Brief –
Every record below should be repeated exactly, with the pictures left out.
⟨
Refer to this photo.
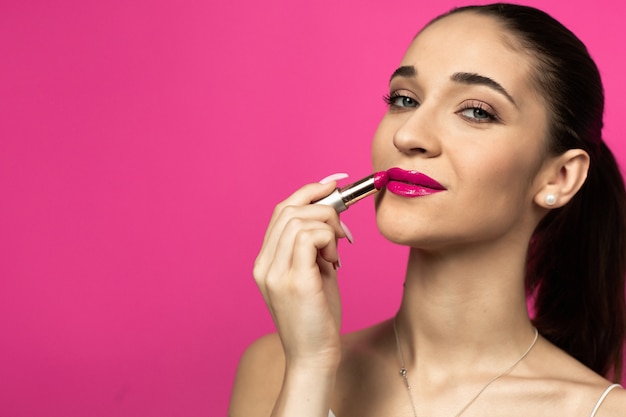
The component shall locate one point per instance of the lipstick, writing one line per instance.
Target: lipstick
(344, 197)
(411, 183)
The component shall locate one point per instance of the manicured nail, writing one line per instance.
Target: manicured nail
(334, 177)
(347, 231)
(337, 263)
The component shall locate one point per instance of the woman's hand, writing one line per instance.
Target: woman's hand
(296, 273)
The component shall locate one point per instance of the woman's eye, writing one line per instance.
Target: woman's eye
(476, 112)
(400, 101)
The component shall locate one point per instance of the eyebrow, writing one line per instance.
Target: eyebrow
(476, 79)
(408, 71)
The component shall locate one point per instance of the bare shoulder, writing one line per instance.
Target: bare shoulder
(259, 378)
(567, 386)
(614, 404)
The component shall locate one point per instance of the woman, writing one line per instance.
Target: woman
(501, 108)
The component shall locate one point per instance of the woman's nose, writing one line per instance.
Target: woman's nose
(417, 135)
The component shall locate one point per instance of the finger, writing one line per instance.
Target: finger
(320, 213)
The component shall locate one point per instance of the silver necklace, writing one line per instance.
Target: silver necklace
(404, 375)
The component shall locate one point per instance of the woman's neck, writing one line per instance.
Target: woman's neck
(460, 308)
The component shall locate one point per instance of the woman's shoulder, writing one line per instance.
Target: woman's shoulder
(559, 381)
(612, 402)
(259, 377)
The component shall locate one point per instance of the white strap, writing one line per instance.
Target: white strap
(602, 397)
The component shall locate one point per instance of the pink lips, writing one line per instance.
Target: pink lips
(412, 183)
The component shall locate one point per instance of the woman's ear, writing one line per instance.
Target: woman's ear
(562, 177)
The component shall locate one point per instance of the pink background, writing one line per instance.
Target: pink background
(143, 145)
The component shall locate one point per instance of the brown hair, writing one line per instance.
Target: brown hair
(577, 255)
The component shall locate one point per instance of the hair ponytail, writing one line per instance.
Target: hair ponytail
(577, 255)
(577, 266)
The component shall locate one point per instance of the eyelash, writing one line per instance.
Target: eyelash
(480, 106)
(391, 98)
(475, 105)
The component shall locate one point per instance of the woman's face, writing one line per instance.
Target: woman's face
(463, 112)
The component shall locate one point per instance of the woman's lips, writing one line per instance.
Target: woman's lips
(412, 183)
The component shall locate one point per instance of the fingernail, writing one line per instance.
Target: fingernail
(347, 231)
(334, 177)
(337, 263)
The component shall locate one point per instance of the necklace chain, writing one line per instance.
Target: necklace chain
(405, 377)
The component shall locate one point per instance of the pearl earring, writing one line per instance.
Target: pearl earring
⟩
Written solution –
Refer to this photo.
The component shall locate one point per instance of the lipstick, writing one line per instance.
Target: lipstick
(344, 197)
(411, 183)
The component shall locate one point per instance of the manicured nail, writing one line per instance.
Target: manicured nail
(334, 177)
(347, 231)
(337, 263)
The component shall locate one point per instance of the woman's hand, writing one line per instance.
Target: woman's hand
(296, 273)
The component shall locate one point per instance of the woman's eye, writing one line per instance.
Target: woman's eye
(476, 112)
(400, 101)
The component shall locate one point per instance of the eyebrow, writing one line per instance.
Target: eyebrow
(476, 79)
(408, 71)
The component shall locate one point per instance of the bare shoulder, writing one line per instance.
Target: bare shoulder
(259, 378)
(567, 386)
(614, 404)
The component shall locate one point per instance of the woman, writing one line per instance.
Target: woman
(501, 108)
The component shall locate one point per instance of the woman's nose, writing one line per instance.
Target: woman's nose
(417, 135)
The component shall locate one point per instance of the finger, writing one line per instance.
Target: finger
(320, 213)
The component shall locate one point per instance of the silver necklace, writing one line per instance.
Target: silver necklace
(404, 375)
The component shall locate one point per instance of the woman's neck, writing one line per instance.
Target: woman's neck
(460, 308)
The component shall locate one point per instance of the woman's shoulder, writing one line per instance.
Target: woman's shoulder
(559, 381)
(612, 402)
(259, 377)
The component shall locate one point per instance of the white strap, writing one line per instance.
Target: white strap
(602, 397)
The component shall locate one point per instance of the pink lips, writing one line per instance.
Target: pink lips
(412, 183)
The component shall locate one point per instance of the woman's ear, writing one line per instance.
Target: woman's ear
(562, 177)
The component shall locate one point per instance of the pink background, writing one line per instance.
Target: pink background
(143, 145)
The component shall locate one point per instance of the brown hair, writing one line per instance.
Target: brown hair
(577, 255)
The component shall locate one point per instance of the hair ponytail, writing one line per instance.
Target: hair ponytail
(577, 255)
(577, 266)
The component shall locate one point per instance of the eyelash, writing one line per instance.
Target: eyelash
(480, 106)
(391, 98)
(475, 105)
The component shall locate one point per instance of the woman's face, writing one line per instance.
Target: woman's face
(463, 112)
The component shall locate one point per instance of the woman's lips, writing one line per instance.
Target: woman's lips
(412, 183)
The component shall locate one point per instance of the fingernail, writing one line per instance.
Target: fingernail
(347, 231)
(334, 177)
(337, 263)
The component shall locate one point per instance of the necklace chain, writing one line per instance.
Target: necklace chain
(405, 377)
The component shall locate one point per instance of the pearl earring, writing one line per instance.
Target: pearl earring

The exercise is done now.